#### Written instruction:
Put the lines starting with the line containing "segment: green shrub" and going on through the end of the records into a JSON list of strings, one per line, with blank lines left out.

#### Input data:
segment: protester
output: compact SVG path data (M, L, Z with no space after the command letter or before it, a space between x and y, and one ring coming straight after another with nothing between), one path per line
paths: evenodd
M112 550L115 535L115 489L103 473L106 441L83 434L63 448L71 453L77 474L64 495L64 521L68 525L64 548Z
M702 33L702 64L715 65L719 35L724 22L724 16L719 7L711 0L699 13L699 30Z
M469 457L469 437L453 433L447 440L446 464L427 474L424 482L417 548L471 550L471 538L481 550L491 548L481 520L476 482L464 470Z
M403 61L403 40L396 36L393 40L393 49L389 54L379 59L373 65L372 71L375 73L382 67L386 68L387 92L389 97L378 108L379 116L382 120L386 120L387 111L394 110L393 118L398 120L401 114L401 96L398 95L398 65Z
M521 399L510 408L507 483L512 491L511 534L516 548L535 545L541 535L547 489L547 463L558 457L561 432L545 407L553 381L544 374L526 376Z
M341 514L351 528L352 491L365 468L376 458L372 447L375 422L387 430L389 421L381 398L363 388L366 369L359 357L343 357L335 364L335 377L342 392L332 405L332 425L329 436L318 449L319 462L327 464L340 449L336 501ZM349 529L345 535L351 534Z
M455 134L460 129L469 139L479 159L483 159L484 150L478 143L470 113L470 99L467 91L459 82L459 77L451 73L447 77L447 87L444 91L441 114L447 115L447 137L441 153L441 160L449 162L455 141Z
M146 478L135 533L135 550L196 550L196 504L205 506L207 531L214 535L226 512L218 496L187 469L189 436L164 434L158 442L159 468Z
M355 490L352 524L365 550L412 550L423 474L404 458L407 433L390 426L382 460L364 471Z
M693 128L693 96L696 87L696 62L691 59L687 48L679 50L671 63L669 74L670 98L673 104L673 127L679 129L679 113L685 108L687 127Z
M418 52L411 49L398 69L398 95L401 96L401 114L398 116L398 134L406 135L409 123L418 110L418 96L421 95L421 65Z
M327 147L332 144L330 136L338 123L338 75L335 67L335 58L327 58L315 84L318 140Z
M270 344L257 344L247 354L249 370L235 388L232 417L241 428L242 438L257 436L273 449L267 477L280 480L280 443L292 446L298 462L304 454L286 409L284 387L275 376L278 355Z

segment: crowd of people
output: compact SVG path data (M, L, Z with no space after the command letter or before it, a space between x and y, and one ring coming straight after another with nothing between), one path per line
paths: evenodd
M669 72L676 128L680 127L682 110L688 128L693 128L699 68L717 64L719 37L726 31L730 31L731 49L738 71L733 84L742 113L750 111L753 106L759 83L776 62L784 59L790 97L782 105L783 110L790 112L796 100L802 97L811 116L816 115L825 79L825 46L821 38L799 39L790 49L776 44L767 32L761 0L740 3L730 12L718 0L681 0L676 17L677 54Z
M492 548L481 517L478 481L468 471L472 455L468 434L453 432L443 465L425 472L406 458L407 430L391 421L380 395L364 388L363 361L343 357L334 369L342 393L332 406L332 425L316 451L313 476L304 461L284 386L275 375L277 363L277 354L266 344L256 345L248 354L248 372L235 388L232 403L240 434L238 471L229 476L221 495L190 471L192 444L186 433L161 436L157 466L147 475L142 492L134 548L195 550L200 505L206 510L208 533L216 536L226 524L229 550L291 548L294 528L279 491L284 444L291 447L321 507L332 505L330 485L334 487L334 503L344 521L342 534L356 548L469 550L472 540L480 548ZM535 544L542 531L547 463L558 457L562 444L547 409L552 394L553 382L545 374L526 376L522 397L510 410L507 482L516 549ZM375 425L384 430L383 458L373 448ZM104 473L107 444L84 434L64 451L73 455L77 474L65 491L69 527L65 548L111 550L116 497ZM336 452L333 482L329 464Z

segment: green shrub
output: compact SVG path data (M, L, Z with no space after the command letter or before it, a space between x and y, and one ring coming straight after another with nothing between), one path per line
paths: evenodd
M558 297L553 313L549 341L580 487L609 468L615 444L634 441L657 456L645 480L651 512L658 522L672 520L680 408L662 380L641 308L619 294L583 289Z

#### Correct output:
[
  "segment: green shrub",
  "output: compact SVG path data (M, L, Z with no space after the command letter or before it, a space between x and y, and one ring coming straight after another with nothing between), one path per line",
  "paths: evenodd",
  "M558 297L553 313L549 341L580 487L609 468L615 444L634 441L657 456L645 480L651 512L658 522L672 520L680 408L662 380L641 308L619 294L583 289Z"
]